Each changing season enfolds an idea that has meaning for human lives. In writing about the festivals we endeavour to bring the mood and purpose of the season into an imaginative picture so that we all might enter into this yearly rhythm and re-connect with our mother earth. ‘Festivals are not celebrated in order to reflect the soul-life of the earth in its changing seasons, but to add what comes from the human spirit and the human heart.’ (Evelyn Capel: Festivals in North and South). It is up to us to bring something to the festival – not just to expect the festival to bring something to us.

The images given in festivals are always treasure houses of truth. The more we quietly contemplate them and hold them before our unprejudiced imagination, the more they reveal their meaning to us.

[Entries for pointing to labeled objects]
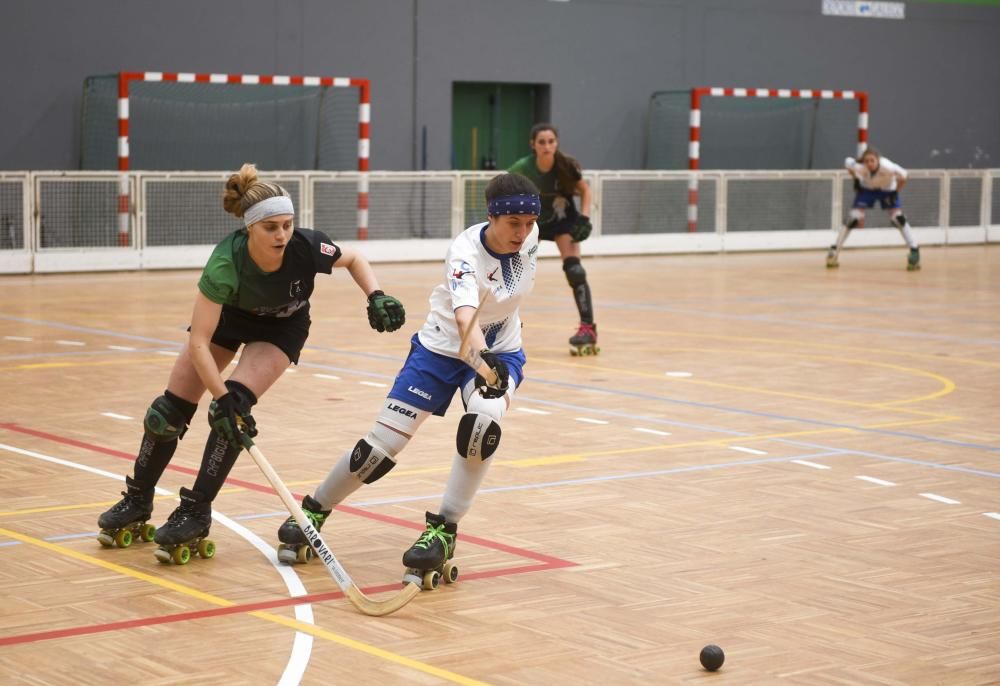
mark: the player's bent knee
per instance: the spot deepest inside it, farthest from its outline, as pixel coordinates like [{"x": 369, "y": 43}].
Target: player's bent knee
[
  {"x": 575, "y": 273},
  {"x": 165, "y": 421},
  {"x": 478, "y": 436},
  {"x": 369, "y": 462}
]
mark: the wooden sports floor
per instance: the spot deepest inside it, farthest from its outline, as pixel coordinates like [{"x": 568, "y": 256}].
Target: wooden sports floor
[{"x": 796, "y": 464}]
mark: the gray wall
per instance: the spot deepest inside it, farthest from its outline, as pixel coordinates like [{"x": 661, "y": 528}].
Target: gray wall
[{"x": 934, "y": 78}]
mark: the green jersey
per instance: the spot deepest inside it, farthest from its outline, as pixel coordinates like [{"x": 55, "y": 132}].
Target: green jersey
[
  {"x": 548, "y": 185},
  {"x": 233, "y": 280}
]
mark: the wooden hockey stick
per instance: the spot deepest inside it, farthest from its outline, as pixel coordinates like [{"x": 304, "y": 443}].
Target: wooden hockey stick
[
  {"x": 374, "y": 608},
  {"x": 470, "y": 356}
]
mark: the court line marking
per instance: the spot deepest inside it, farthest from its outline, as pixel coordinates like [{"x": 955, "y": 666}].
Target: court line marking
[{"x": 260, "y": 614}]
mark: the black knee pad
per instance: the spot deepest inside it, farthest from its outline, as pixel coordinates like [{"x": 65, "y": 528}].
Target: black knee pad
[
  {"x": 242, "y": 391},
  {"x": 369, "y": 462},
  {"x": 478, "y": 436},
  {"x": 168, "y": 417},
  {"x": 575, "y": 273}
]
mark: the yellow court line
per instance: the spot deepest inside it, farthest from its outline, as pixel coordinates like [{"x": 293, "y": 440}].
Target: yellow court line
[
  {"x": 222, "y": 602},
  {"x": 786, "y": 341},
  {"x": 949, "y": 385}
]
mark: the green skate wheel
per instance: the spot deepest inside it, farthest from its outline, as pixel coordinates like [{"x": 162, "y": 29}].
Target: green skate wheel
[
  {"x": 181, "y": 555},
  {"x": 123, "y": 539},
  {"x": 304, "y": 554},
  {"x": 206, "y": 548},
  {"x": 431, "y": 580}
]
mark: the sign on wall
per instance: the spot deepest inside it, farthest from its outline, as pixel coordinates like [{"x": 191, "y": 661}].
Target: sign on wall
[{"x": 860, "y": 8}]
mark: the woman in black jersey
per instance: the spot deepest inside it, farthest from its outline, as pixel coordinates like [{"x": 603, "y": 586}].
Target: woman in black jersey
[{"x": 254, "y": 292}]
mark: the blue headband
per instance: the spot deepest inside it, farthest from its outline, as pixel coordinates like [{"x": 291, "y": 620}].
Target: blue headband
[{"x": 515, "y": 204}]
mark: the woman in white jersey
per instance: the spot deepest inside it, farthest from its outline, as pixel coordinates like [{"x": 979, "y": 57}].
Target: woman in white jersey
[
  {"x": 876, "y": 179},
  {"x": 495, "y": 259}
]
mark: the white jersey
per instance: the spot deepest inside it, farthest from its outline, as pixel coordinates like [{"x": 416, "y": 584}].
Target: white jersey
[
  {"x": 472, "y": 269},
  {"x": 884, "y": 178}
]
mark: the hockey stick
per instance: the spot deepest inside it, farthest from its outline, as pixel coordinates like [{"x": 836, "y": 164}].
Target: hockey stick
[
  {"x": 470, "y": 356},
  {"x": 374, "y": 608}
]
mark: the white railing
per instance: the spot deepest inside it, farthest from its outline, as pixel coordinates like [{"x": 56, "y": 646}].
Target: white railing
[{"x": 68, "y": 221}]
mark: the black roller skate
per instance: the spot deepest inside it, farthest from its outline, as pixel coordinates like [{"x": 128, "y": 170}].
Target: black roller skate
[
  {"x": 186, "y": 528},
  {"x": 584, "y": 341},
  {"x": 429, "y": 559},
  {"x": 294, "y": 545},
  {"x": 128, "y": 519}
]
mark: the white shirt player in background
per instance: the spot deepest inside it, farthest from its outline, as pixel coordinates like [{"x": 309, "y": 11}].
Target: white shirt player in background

Task instructions: Please continue the passage about seasonal festivals, picking up after its final sentence. You won't need the entries for this.

Written response:
Michaelmas - Martinmas - St Nicholas - Christmas - Easter - Mayday - Whitsun - Midsummer

Michaelmas - 29th September

Since the ninth century, September 29 has been celebrated as St. Michael’s Day. The Archangel Michael is of particular significance for our time. One of Michael’s special tasks is inspiring humanity with the power to recognise the reality of the spiritual, so that gradually we will come to experience the spirit and allow it to become the working effective force in our human deeds

Many pictures show Michael as the dragon fighter, the dragon sometimes being portrayed as the devil. Michael (the name means ‘who is like God’) is our helper, who encourages us in our struggle against evil. The best pictures do not portray the dragon under his feet as dead, but with its overpowering force tamed. Michael helps us by creating for us a free space within which our own activity can unfold. This is achieved through his impelling the powers of evil into defined limitations.

The experience of nature during autumn, that of a ‘passing away’ illuminated by brilliant colour, belongs to the Michaelmas Festival. Life in nature withdraws expiring in beauty. Standing at the threshold, Michael shows us the way to a higher life, a life lived in conscious union with the spirit. A bouquet of colourful leaves and branches of berries on the table will give us something of this mood.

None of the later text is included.